[Data records]
......

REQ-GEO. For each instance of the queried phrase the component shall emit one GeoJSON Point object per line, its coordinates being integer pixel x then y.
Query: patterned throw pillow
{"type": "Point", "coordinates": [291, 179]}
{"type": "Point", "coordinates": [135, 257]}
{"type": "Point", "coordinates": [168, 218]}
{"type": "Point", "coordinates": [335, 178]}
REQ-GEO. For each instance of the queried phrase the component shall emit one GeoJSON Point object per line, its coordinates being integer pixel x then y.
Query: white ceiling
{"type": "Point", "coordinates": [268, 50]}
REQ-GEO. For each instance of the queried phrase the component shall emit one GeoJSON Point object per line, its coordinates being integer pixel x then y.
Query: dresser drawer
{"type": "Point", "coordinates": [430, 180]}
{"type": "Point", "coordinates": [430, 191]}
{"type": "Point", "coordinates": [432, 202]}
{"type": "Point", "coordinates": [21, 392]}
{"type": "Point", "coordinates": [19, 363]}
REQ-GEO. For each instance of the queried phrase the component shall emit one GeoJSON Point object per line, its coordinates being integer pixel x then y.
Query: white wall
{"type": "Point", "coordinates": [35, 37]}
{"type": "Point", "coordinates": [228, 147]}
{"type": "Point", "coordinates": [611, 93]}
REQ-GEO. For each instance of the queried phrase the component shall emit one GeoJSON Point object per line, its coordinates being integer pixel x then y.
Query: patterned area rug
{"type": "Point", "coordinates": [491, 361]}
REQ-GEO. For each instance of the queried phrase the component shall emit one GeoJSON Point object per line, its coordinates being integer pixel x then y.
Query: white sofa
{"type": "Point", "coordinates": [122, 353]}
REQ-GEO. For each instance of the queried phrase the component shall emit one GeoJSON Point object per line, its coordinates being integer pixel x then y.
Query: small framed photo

......

_DIRECTIONS FOR THIS TASK:_
Reproduce each entry above exactly, keeping every character.

_ANSWER SPACE:_
REQ-GEO. For each instance of the queried phrase the component shall emit one GeoJSON Point object per line, its coordinates being integer pixel x then y.
Query: patterned throw pillow
{"type": "Point", "coordinates": [291, 179]}
{"type": "Point", "coordinates": [135, 257]}
{"type": "Point", "coordinates": [168, 218]}
{"type": "Point", "coordinates": [335, 178]}
REQ-GEO. For each instance of the queried phrase the component shall emit one GeoJSON Point object per line, its coordinates being integer pixel x then y.
Query: white ceiling
{"type": "Point", "coordinates": [268, 50]}
REQ-GEO. For each instance of the queried phrase the component shall emit one GeoJSON Point object per line, its coordinates being integer pixel x then y.
Query: dresser drawer
{"type": "Point", "coordinates": [430, 180]}
{"type": "Point", "coordinates": [430, 191]}
{"type": "Point", "coordinates": [432, 202]}
{"type": "Point", "coordinates": [21, 392]}
{"type": "Point", "coordinates": [19, 363]}
REQ-GEO. For each instance of the queried phrase the component shall emit one GeoJSON Point object per line, its coordinates being integer pixel x then y.
Query: white wall
{"type": "Point", "coordinates": [35, 37]}
{"type": "Point", "coordinates": [228, 147]}
{"type": "Point", "coordinates": [611, 93]}
REQ-GEO. For each instance of the queried phrase the component shall emit one GeoJSON Point object per line, its coordinates being integer pixel x then y.
Query: patterned area rug
{"type": "Point", "coordinates": [491, 361]}
REQ-GEO. For each instance of the queried phrase the component shall emit one GeoJSON Point object per line, its coordinates being integer pixel x then y.
Query: white sofa
{"type": "Point", "coordinates": [122, 353]}
REQ-GEO. For each instance of the queried phrase the component shall emit one GeoJSON Point object per line, its coordinates being integer pixel x then y.
Query: small framed photo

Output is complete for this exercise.